EXTRACT PROVIDED:
P.K.K. Ahmed Kutty Maulavi, chief  imam was unmoved, “ I cannot deny what the Prophet has sanctioned. Islam allows women to pray in mosques,”
 
I would rather leave the question of propriety of allowing women praying inside mosques to the religious leaders. But I do not think it proper to allow women to pray with men. There should be separate arrangements for women’s prayer. We have, in Poonthura, made such arrangements in different homes”, says the lone People’s Democratic Party corporator, Poonthura Siraj.
 
The chief imam, Ahmed  Kutty Maulavi, known for his erudition and catholicity, responds: “It is a bitter truth that the leaders are misleading the flock. What about mosques in Mecca and Medina being open to women? Nearer home, have been praying in mosques in Malabar. Where is the justice or reason for denying women here the same right?”
 
“The decision to let the women in was taken by the Palayam Jamaath after considering all the pros and cons,” the pro-change Maulavi told Combat. “I shall withdraw the permission if the opponents bring me scriptural proof denying women the right to enter mosques. They could not and that is why they are howling outside”.
 
According to the chief imam, Qurtubi, Vol-I, by Saalim, a Koran exponent and  contemporary of the Prophet, says on page 465, “If women seek your consent to go to the  mosque to pray, you should not prevent them”. Again, Abdulla- Bin Umer quotes Ummusalama, one of the Prophet’s wives, “We women used to go with the Prophet to the mosque to pray five times. After the prayer we would leave first. The Prophet and men would wait for a while till we cleared”.

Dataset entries

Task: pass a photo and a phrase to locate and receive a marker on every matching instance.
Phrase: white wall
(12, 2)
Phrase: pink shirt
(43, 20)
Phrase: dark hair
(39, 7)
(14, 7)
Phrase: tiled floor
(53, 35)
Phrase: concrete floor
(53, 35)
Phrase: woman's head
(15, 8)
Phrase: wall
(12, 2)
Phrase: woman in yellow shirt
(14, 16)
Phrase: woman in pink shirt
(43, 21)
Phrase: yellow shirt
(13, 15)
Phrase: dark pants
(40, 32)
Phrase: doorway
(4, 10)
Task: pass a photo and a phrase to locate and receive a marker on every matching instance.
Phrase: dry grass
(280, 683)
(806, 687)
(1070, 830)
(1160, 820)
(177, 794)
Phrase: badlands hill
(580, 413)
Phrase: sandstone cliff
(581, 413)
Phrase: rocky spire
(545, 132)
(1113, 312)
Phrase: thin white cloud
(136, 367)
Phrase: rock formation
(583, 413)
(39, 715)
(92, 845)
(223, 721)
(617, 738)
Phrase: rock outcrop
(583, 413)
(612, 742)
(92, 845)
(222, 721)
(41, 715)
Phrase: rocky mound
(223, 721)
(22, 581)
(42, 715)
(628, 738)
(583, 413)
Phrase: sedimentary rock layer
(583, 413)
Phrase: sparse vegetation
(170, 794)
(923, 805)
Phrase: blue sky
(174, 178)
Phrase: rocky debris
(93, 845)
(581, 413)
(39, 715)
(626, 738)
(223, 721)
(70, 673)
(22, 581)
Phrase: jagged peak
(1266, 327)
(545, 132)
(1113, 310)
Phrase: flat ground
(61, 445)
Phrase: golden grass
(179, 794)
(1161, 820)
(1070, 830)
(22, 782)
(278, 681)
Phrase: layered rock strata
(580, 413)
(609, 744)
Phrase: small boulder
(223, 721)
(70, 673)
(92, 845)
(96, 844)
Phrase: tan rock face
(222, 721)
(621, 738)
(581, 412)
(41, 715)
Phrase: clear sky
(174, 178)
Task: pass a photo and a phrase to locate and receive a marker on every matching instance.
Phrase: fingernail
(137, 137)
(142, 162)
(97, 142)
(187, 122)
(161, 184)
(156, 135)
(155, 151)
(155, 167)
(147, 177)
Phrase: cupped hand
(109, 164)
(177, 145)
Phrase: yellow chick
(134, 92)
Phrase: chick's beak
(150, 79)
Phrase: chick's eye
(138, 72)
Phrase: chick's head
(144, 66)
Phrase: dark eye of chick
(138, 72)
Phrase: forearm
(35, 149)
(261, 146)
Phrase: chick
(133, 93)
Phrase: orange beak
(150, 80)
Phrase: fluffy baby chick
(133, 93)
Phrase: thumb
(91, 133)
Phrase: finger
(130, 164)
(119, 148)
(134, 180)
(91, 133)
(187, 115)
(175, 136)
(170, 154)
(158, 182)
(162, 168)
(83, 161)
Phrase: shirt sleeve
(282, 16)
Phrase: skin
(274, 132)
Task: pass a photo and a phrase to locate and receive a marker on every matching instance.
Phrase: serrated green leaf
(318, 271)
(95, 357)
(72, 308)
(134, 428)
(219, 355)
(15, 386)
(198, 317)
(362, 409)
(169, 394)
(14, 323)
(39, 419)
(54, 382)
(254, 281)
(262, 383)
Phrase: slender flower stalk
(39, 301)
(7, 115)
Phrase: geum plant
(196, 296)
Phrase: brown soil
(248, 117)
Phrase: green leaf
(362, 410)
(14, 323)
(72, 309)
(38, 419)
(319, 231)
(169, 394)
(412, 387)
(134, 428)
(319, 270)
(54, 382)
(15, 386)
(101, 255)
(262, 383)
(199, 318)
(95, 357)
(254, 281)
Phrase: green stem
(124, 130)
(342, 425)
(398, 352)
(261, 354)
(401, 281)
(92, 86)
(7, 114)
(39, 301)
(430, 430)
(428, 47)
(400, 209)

WHAT IS REQUIRED: Reproduce the portion of the passage on women praying in mosques from "P.K.K. Ahmed Kutty" to "corporator, Poonthura Siraj.". These entries were taken from a separate source.

REPLY TO THE TASK:
P.K.K. Ahmed Kutty Maulavi, chief  imam was unmoved, “ I cannot deny what the Prophet has sanctioned. Islam allows women to pray in mosques,”
 
I would rather leave the question of propriety of allowing women praying inside mosques to the religious leaders. But I do not think it proper to allow women to pray with men. There should be separate arrangements for women’s prayer. We have, in Poonthura, made such arrangements in different homes”, says the lone People’s Democratic Party corporator, Poonthura Siraj.